▶ [WHAT TO PRODUCE]: Take the line that contains "If you could mark the white wall" as the first and the last line of the material as the final one; set down exactly the lines in that span.

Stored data
================================
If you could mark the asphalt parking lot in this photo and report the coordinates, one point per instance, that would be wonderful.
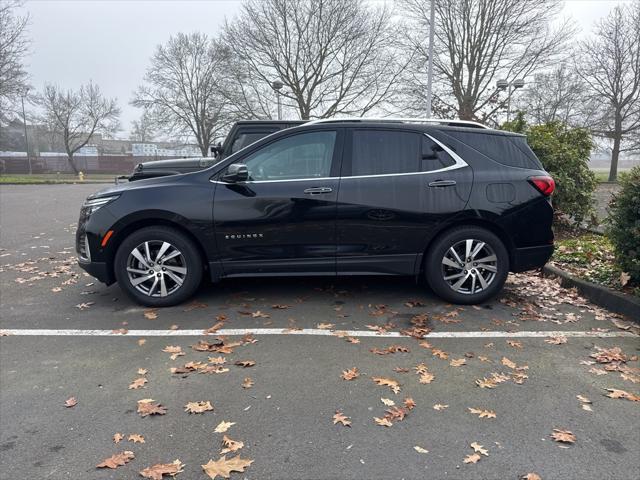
(525, 358)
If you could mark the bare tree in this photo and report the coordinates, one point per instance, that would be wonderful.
(13, 47)
(143, 130)
(78, 115)
(333, 56)
(478, 42)
(558, 95)
(610, 65)
(182, 90)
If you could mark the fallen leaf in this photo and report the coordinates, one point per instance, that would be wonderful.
(147, 407)
(479, 449)
(135, 438)
(473, 458)
(559, 340)
(224, 467)
(383, 422)
(339, 417)
(564, 436)
(245, 363)
(156, 472)
(483, 413)
(223, 426)
(198, 407)
(350, 374)
(387, 382)
(230, 446)
(247, 383)
(137, 383)
(117, 460)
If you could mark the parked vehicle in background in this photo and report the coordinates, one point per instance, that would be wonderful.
(242, 134)
(449, 201)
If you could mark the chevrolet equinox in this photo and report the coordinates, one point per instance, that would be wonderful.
(454, 202)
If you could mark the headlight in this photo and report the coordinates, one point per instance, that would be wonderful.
(94, 204)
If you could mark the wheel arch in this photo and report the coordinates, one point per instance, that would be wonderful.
(154, 221)
(468, 222)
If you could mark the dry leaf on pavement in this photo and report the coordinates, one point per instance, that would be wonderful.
(156, 472)
(198, 407)
(137, 383)
(223, 426)
(223, 467)
(339, 417)
(350, 374)
(483, 413)
(147, 407)
(564, 436)
(135, 438)
(230, 446)
(117, 460)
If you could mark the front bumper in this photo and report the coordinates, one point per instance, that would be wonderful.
(530, 258)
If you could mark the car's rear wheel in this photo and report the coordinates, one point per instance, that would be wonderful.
(467, 265)
(158, 266)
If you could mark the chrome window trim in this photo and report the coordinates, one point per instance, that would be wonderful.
(459, 163)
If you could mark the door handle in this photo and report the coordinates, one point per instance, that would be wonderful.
(443, 183)
(318, 190)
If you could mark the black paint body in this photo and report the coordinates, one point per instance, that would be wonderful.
(376, 224)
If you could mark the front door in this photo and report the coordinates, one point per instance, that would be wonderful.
(282, 220)
(396, 187)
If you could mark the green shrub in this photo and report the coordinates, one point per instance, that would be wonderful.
(564, 152)
(623, 224)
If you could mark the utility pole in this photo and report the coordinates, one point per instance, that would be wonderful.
(26, 139)
(432, 22)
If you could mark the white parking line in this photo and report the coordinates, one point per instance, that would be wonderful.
(307, 331)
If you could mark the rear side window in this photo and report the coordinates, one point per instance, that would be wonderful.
(505, 149)
(379, 152)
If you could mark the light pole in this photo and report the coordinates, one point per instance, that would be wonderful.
(432, 18)
(277, 86)
(26, 139)
(510, 87)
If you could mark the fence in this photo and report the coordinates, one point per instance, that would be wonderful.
(113, 164)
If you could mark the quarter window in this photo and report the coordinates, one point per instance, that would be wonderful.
(379, 152)
(307, 155)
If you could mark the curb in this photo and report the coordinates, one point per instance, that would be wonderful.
(605, 297)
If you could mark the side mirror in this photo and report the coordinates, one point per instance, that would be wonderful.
(236, 172)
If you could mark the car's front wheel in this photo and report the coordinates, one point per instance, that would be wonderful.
(158, 266)
(467, 265)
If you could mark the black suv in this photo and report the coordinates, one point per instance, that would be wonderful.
(453, 202)
(241, 135)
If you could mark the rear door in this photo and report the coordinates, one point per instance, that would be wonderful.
(283, 219)
(396, 186)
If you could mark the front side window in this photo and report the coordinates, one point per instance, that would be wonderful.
(379, 152)
(306, 155)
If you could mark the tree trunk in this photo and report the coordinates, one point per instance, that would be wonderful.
(615, 153)
(71, 164)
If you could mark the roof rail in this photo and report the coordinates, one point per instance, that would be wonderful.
(441, 121)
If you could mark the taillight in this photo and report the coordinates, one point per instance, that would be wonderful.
(544, 184)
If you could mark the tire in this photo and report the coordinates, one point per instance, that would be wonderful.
(444, 272)
(161, 281)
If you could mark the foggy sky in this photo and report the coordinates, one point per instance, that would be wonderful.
(111, 41)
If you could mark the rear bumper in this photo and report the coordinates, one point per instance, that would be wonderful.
(98, 270)
(530, 258)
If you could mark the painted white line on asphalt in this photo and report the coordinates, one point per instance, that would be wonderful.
(307, 331)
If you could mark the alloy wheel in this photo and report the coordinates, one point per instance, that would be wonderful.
(469, 266)
(156, 268)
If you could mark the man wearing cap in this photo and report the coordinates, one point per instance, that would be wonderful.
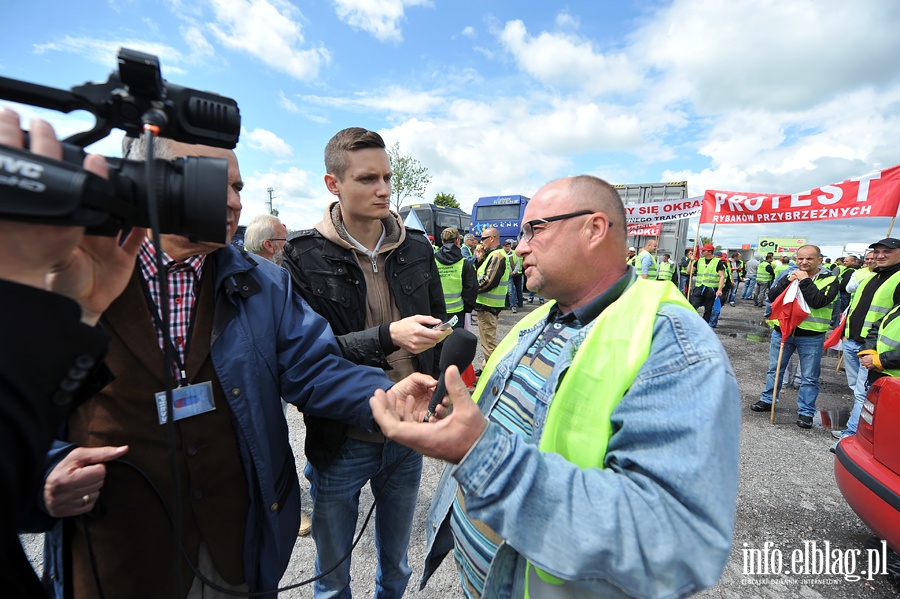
(493, 274)
(468, 248)
(819, 289)
(709, 280)
(874, 298)
(514, 263)
(457, 277)
(645, 264)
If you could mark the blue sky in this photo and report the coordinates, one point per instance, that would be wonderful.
(498, 97)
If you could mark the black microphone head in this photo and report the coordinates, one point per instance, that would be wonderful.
(459, 349)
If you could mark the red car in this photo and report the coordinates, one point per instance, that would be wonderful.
(867, 465)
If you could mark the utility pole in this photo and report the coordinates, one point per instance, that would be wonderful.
(269, 208)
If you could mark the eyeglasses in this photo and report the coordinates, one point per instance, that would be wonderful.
(528, 231)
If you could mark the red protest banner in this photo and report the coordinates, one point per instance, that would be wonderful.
(637, 230)
(875, 194)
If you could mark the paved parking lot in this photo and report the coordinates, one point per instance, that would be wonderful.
(788, 497)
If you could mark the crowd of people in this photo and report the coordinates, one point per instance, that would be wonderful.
(579, 406)
(858, 295)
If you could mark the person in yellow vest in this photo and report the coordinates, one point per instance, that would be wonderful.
(819, 288)
(709, 280)
(631, 257)
(666, 270)
(881, 355)
(562, 480)
(645, 263)
(458, 277)
(874, 298)
(493, 275)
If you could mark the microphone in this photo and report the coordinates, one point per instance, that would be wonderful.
(459, 349)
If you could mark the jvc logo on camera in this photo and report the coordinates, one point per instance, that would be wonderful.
(17, 169)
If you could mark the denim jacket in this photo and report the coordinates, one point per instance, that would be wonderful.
(656, 522)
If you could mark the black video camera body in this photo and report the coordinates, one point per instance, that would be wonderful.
(42, 190)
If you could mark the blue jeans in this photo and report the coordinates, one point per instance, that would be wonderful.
(809, 349)
(857, 379)
(732, 293)
(335, 494)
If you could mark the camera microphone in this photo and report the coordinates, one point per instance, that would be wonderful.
(459, 349)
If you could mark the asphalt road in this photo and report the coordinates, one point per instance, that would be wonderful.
(788, 497)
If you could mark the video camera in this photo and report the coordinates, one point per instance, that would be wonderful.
(192, 191)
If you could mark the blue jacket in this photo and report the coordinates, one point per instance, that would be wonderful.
(647, 525)
(266, 344)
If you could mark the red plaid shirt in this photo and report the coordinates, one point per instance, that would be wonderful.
(184, 284)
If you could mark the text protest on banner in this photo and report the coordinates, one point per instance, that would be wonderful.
(638, 230)
(875, 194)
(657, 212)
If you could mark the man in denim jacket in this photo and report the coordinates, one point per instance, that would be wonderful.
(523, 516)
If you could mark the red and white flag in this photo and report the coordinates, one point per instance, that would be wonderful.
(834, 339)
(790, 309)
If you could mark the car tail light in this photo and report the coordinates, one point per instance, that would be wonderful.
(866, 426)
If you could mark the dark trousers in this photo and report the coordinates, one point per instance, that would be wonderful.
(706, 297)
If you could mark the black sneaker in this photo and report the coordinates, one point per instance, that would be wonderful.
(761, 406)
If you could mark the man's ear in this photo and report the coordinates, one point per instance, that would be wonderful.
(333, 185)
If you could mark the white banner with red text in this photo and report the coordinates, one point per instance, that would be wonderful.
(657, 212)
(638, 230)
(875, 194)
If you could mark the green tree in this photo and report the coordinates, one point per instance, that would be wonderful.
(447, 200)
(409, 177)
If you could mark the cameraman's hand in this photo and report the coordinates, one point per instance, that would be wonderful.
(91, 270)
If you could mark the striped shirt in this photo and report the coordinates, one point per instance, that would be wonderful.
(475, 543)
(184, 287)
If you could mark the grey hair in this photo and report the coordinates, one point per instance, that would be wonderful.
(261, 228)
(135, 148)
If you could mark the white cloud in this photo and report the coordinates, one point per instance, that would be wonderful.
(104, 52)
(381, 18)
(566, 62)
(269, 30)
(197, 41)
(287, 103)
(566, 20)
(300, 196)
(393, 99)
(266, 141)
(771, 53)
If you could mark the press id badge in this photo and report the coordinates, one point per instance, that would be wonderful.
(186, 401)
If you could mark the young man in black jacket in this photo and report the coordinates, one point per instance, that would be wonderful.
(377, 283)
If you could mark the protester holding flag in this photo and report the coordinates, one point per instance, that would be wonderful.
(709, 280)
(873, 299)
(801, 313)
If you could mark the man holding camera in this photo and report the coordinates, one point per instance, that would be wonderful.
(54, 284)
(241, 340)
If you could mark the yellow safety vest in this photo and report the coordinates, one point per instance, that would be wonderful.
(496, 297)
(819, 319)
(451, 281)
(578, 423)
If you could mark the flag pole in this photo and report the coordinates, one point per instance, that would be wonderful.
(777, 379)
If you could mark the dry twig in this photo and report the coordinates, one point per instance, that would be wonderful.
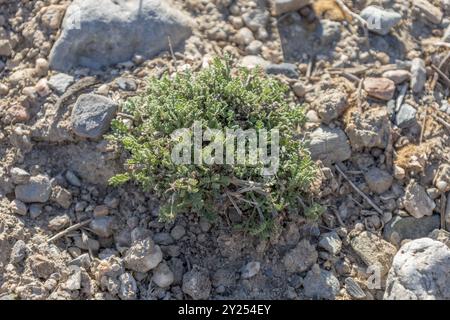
(68, 230)
(362, 194)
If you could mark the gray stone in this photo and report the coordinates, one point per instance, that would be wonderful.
(418, 75)
(19, 176)
(283, 6)
(163, 277)
(287, 69)
(196, 283)
(301, 258)
(163, 238)
(446, 36)
(406, 116)
(99, 33)
(37, 189)
(178, 232)
(126, 84)
(420, 271)
(72, 179)
(331, 242)
(417, 202)
(102, 226)
(373, 250)
(401, 228)
(18, 252)
(128, 287)
(143, 256)
(440, 235)
(378, 180)
(60, 82)
(35, 210)
(18, 207)
(354, 289)
(250, 270)
(380, 21)
(331, 104)
(59, 222)
(430, 12)
(329, 144)
(83, 260)
(92, 115)
(320, 284)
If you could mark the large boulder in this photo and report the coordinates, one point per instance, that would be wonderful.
(420, 271)
(99, 33)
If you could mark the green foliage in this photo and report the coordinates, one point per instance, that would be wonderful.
(219, 98)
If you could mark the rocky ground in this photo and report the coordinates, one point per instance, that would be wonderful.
(375, 86)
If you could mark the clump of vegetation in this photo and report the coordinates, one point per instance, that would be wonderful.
(217, 97)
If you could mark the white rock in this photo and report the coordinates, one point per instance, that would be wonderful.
(420, 271)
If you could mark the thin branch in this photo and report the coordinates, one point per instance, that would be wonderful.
(362, 194)
(68, 230)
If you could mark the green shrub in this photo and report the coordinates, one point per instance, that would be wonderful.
(218, 97)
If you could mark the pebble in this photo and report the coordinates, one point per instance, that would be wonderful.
(398, 76)
(196, 283)
(126, 84)
(72, 179)
(5, 48)
(301, 258)
(287, 69)
(19, 176)
(254, 47)
(4, 89)
(431, 13)
(128, 287)
(331, 104)
(446, 36)
(60, 82)
(102, 226)
(42, 67)
(252, 61)
(62, 196)
(379, 181)
(380, 21)
(178, 232)
(58, 223)
(418, 75)
(442, 178)
(373, 250)
(92, 115)
(331, 242)
(101, 211)
(35, 210)
(320, 284)
(329, 145)
(37, 189)
(244, 36)
(406, 116)
(354, 289)
(283, 6)
(417, 202)
(163, 277)
(18, 252)
(143, 256)
(250, 270)
(299, 89)
(83, 260)
(42, 88)
(380, 88)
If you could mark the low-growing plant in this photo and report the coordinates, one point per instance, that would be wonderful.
(217, 97)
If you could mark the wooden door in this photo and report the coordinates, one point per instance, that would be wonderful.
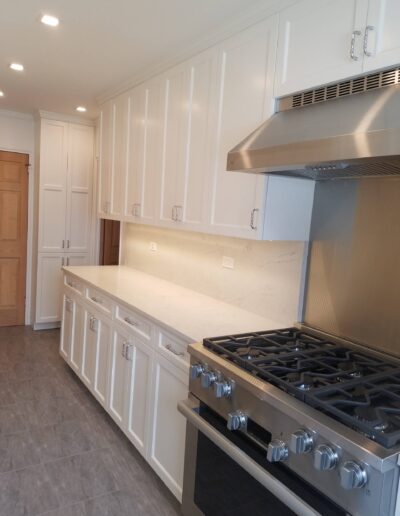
(109, 242)
(13, 236)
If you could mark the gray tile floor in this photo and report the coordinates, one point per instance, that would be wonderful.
(60, 453)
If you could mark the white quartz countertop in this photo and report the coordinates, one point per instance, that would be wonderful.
(193, 315)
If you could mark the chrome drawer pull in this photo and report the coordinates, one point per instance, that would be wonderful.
(130, 321)
(172, 350)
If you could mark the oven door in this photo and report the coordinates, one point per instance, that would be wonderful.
(226, 473)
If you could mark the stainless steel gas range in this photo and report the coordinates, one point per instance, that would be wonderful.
(291, 421)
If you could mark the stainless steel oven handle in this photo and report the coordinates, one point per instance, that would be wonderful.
(266, 479)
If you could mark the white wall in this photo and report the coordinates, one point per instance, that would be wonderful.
(267, 278)
(17, 135)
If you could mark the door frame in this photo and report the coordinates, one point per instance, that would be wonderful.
(30, 255)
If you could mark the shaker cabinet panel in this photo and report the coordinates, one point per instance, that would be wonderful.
(120, 155)
(246, 69)
(176, 130)
(167, 446)
(315, 43)
(79, 187)
(106, 158)
(383, 35)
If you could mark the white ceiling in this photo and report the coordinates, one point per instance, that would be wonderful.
(99, 44)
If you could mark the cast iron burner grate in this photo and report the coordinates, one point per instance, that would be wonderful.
(356, 388)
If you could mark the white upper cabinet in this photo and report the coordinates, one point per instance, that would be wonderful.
(382, 39)
(145, 151)
(244, 85)
(106, 157)
(320, 41)
(79, 188)
(119, 154)
(53, 185)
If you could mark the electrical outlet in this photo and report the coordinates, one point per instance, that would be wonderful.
(228, 262)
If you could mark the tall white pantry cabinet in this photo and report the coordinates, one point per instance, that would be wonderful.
(66, 152)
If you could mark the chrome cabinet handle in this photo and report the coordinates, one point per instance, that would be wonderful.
================================
▶ [TASK ANSWER]:
If you could mark the white wall in this photo and report the coordinates, one point per instance, that would be wonderful.
(267, 278)
(17, 135)
If you could mark the door frame in this photo and report the coordinates, one point per instance, that would be wonderful.
(30, 255)
If you could mark the shaker cabinet panel in this photo and report the coordinates, one point per instance, that would be wonderful.
(120, 155)
(246, 69)
(176, 130)
(167, 446)
(315, 43)
(79, 187)
(106, 158)
(383, 35)
If you could mark the white ceiling in this photo and report the coordinates, one point per instance, that would be wonderful.
(99, 44)
If you could mark the cast iron burner grate in this photo and report the coordinates, one point per instance, that would be wonderful.
(356, 388)
If you could mark the white upper cabinet in this photo and report the coordinates, one point per instance, that would be wonderful.
(382, 39)
(145, 151)
(244, 85)
(106, 157)
(320, 41)
(79, 188)
(119, 154)
(53, 185)
If you could mark the electrical outlet in this photo and report the coordinates, one point per instance, that would be wonderful.
(228, 262)
If you could mark the tall white pantry cabinet in this photo and report the coordinates, one point per instance, that would be wonderful.
(66, 152)
If you could mark the chrome cabinet handle in this photo and report the coordinates, one point per instance, that would be wonderful.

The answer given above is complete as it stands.